» **EXCERPT TO READ**
Federalism is a principle I often support, but state benefit mandates and other regulations are perverse examples because they restrict the otherwise voluntary and victimless choices available to a state’s consumers. Well, victimless except perhaps for in-state monopolists and their cronyist protectors in state government. Many powers are reserved to states under the Constitution, while the powers of the federal government are strictly limited. That’s well and good unless state governments infringe on the rights of individuals protected by the Constitution. In particular, the Commerce Clause prohibits state governments from obstructing the flow of interstate commerce.

Here is a bit of history surrounding the evolution of state versus federal control over insurance markets, as told by Pennsylvania Insurance Commissioner Teresa Miller (as quoted by reporter Steve Esack):

“Since the 1800s, the U.S. Supreme Court held individual states, not Congress, had the power to regulate insurance companies. The high court overturned that precedent, however, in a 1944 ruling, United States v. South-Eastern Underwriters, that said insurance sales constituted interstate trade and Congress could regulate insurance under the U.S. Constitution’s Commerce Clause.

But states cried foul. In response, Congress passed and President Harry S. Truman in 1945 signed the McCarran-Ferguson Act to grant a limited anti-trust provision so states could keep regulating insurance carriers. The law does not preclude cross-border sales. It means insurance companies must abide by different sets of rules and regulations and laws in 50 states.“

Congress obviously recognized that state regulation of health insurance would create monopoly power and restrain trade, even if states place bridles on insurers and impose ostensible consumer protections. The solution was to exempt health insurers from broad federal regulation and anti-trust prosecution by the Department of Justice.

Last week, the House of Representatives passed a bill that would repeal McCarran-Ferguson for health insurers. However, that would do little to encourage cross-border competition as long as the tangle of state mandates and other regulations remain in place. The regulatory landscape would have to change under this kind of federal legislation, but how that would happen is an open question. Could court challenges be brought against state regulators and coverage mandates as anti-competitive? Would anti-trust actions be brought against incumbent carriers?

Robert Laszewski has strong objections to any new law that would allow interstate sales of health insurance as long as state benefit mandates remain in place for “local legacy” carriers. In particular, he believes it would encourage “cherry picking” of the best risks by market entrants who would be free of the mandates. Many of the healthiest individuals would jump at the chance to purchase stripped down, catastrophic coverage. That would leave the legacy carriers under the burden of mandates and deteriorating risk pools. Would states do this to their incumbent insurers without prodding by the courts? Would they simply drop the mandates? I doubt it.

» **TASK ITEM A**
Name every person identified by name in the excerpt on state and federal insurance regulation.
» **TASK ITEM B**
Write out word for word the part of the excerpt on state and federal insurance regulation that opens with the words "Congress obviously recognized" and closes with "against incumbent carriers?".

» **DATASET CONTENT**

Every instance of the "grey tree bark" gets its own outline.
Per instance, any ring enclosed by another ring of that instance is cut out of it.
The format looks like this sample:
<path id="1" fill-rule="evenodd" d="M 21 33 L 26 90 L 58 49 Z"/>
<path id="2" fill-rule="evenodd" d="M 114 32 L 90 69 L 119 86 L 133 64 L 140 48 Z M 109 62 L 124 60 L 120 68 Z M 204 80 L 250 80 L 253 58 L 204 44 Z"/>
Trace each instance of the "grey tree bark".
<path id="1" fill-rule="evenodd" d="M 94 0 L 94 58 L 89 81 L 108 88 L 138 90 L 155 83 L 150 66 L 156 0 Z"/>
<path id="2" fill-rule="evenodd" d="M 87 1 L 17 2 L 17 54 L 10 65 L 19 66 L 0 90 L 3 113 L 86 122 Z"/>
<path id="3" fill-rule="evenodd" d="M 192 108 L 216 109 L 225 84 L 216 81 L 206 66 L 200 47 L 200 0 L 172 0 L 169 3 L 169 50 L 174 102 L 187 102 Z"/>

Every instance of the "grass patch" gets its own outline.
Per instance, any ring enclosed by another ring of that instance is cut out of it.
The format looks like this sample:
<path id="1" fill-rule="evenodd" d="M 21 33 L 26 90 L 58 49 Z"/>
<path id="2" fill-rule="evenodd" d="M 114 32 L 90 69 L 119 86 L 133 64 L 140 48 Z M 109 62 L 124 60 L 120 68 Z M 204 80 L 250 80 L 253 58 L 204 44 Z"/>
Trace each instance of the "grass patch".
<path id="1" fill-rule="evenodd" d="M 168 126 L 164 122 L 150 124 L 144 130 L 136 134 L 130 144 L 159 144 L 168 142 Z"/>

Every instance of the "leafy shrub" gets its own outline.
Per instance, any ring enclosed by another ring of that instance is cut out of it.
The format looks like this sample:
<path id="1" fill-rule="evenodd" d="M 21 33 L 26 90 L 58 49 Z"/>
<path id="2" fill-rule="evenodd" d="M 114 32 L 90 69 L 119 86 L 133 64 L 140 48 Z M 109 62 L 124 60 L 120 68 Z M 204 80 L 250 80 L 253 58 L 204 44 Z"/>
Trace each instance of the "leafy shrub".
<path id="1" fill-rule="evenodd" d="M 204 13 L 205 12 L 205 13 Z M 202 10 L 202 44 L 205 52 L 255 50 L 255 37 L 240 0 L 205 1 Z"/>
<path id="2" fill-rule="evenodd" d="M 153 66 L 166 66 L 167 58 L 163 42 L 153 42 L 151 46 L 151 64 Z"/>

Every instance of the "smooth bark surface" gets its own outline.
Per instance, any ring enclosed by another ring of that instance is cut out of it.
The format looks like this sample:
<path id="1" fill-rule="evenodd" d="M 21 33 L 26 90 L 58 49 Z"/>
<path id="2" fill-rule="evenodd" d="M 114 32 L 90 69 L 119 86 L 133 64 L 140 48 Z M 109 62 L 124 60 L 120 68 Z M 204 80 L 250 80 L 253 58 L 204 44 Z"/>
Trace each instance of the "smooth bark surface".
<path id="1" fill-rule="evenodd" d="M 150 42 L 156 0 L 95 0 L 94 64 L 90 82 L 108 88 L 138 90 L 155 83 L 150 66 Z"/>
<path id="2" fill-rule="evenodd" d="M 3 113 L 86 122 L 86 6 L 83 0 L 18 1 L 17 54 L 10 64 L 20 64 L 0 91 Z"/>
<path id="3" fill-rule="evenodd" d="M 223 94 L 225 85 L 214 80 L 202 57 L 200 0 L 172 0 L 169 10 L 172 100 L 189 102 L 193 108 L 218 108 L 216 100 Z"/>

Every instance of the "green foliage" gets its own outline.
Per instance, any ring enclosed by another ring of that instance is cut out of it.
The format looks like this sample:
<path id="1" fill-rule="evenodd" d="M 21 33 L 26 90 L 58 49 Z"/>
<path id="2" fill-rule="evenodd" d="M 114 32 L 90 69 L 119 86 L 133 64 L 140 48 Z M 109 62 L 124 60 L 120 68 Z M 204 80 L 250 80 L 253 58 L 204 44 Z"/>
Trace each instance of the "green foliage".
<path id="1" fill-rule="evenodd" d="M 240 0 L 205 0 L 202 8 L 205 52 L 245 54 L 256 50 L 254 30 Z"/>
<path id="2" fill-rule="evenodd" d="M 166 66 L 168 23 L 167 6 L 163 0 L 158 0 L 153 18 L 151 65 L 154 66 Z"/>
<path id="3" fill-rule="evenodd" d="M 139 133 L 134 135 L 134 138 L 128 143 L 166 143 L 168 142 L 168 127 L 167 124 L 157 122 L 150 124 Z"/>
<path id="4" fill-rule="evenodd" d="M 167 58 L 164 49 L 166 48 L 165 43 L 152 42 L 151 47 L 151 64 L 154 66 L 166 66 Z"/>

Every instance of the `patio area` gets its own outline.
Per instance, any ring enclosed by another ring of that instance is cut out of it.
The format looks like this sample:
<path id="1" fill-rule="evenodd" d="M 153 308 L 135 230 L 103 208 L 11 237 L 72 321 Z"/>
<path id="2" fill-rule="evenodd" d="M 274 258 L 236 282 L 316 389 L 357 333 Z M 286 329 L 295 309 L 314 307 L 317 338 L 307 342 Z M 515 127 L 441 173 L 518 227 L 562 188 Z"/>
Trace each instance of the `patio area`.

» **WRITTEN ANSWER A**
Teresa Miller, Steve Esack, Harry S. Truman, Robert Laszewski

» **WRITTEN ANSWER B**
Congress obviously recognized that state regulation of health insurance would create monopoly power and restrain trade, even if states place bridles on insurers and impose ostensible consumer protections. The solution was to exempt health insurers from broad federal regulation and anti-trust prosecution by the Department of Justice.

Last week, the House of Representatives passed a bill that would repeal McCarran-Ferguson for health insurers. However, that would do little to encourage cross-border competition as long as the tangle of state mandates and other regulations remain in place. The regulatory landscape would have to change under this kind of federal legislation, but how that would happen is an open question. Could court challenges be brought against state regulators and coverage mandates as anti-competitive? Would anti-trust actions be brought against incumbent carriers?